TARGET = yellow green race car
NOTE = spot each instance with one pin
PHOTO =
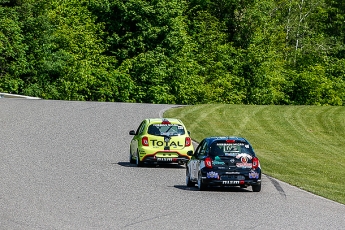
(160, 140)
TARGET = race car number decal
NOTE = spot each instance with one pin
(166, 159)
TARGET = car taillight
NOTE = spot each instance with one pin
(188, 141)
(208, 162)
(255, 163)
(145, 141)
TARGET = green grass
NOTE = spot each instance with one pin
(301, 145)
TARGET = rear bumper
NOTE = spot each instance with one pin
(165, 160)
(227, 183)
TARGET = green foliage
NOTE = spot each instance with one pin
(183, 52)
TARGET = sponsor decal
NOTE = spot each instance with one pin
(253, 175)
(232, 172)
(231, 182)
(212, 175)
(161, 143)
(244, 155)
(218, 163)
(244, 165)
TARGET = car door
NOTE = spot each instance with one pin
(137, 138)
(196, 158)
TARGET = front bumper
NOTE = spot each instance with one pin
(166, 160)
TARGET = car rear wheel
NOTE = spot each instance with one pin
(138, 162)
(189, 183)
(256, 188)
(201, 184)
(131, 159)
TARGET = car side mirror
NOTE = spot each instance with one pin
(132, 132)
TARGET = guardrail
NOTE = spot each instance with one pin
(9, 95)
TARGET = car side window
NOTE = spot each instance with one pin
(141, 128)
(203, 150)
(197, 150)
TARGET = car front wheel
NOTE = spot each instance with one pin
(138, 162)
(189, 183)
(201, 184)
(256, 188)
(131, 159)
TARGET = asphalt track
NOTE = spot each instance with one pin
(64, 165)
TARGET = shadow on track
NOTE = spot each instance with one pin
(213, 189)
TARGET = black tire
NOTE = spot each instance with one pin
(256, 188)
(137, 161)
(201, 185)
(131, 159)
(189, 183)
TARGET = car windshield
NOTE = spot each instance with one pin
(230, 149)
(166, 130)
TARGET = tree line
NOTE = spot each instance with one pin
(283, 52)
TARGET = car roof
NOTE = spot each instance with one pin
(160, 120)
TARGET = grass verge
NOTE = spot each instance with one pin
(301, 145)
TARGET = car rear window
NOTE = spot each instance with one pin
(230, 149)
(166, 129)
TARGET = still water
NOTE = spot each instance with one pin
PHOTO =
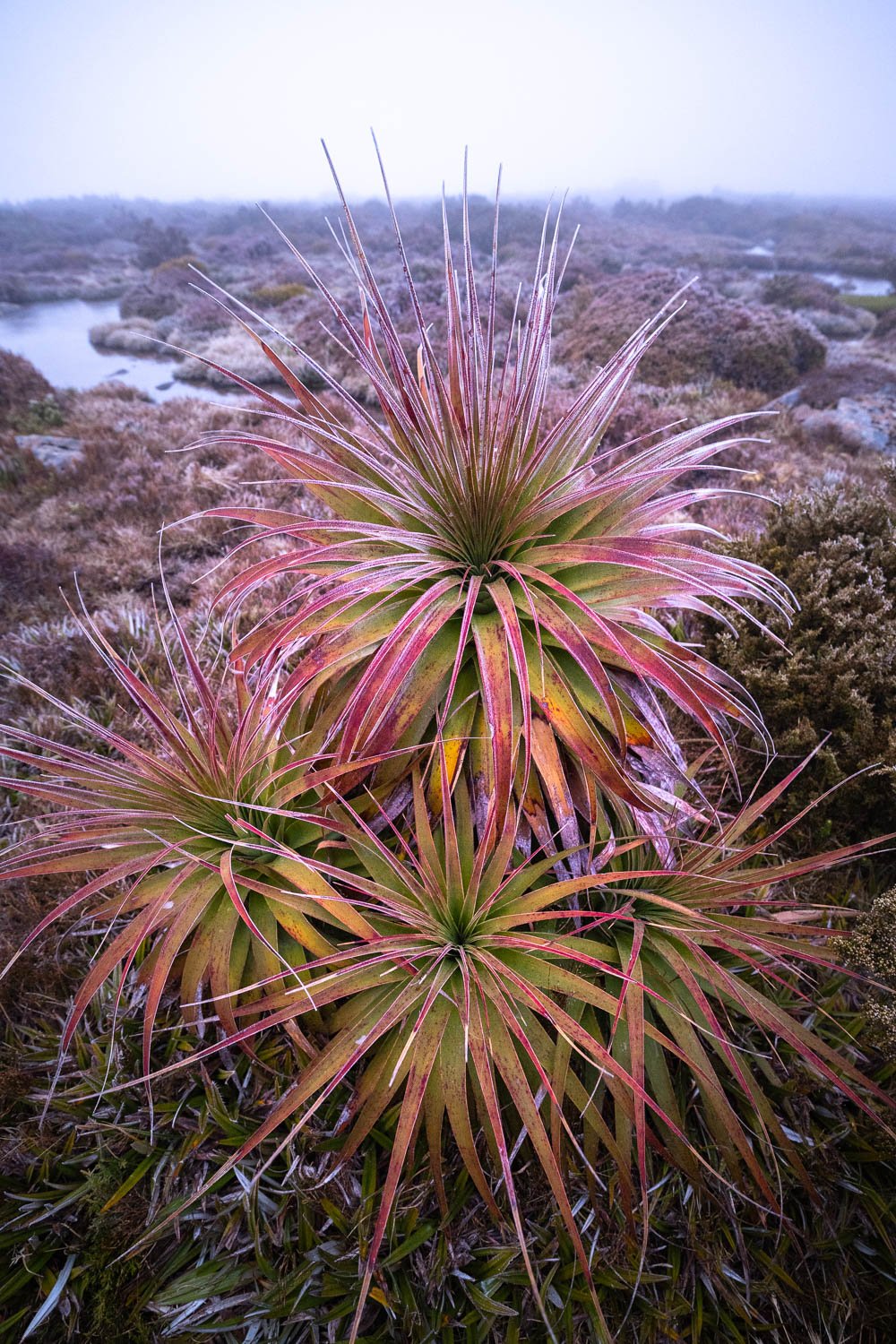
(54, 338)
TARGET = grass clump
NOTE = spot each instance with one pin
(829, 688)
(271, 296)
(876, 304)
(418, 847)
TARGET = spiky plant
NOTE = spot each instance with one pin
(171, 832)
(495, 999)
(484, 569)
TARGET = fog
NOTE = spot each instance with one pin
(230, 99)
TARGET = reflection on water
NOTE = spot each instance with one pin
(855, 284)
(54, 338)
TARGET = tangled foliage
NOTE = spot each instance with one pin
(833, 683)
(716, 338)
(432, 822)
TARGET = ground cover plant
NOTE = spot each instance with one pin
(433, 822)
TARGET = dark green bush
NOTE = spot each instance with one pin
(836, 680)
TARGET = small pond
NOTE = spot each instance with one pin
(56, 338)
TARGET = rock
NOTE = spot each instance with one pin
(56, 453)
(841, 325)
(872, 419)
(788, 400)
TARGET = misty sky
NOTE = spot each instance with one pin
(228, 99)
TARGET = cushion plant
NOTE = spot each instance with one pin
(177, 823)
(433, 820)
(482, 566)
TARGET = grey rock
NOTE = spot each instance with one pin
(54, 452)
(871, 419)
(857, 422)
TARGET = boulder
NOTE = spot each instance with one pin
(856, 422)
(56, 452)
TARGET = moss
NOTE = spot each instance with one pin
(271, 296)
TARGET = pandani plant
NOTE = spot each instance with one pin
(433, 819)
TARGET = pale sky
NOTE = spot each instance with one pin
(228, 99)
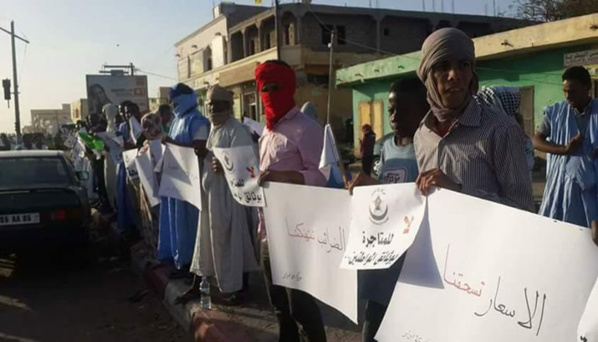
____
Find every line in the material above that contains the word "grass", and copy each of those lines in full.

Task result →
TARGET = green grass
TARGET = grass verge
TARGET = grass clump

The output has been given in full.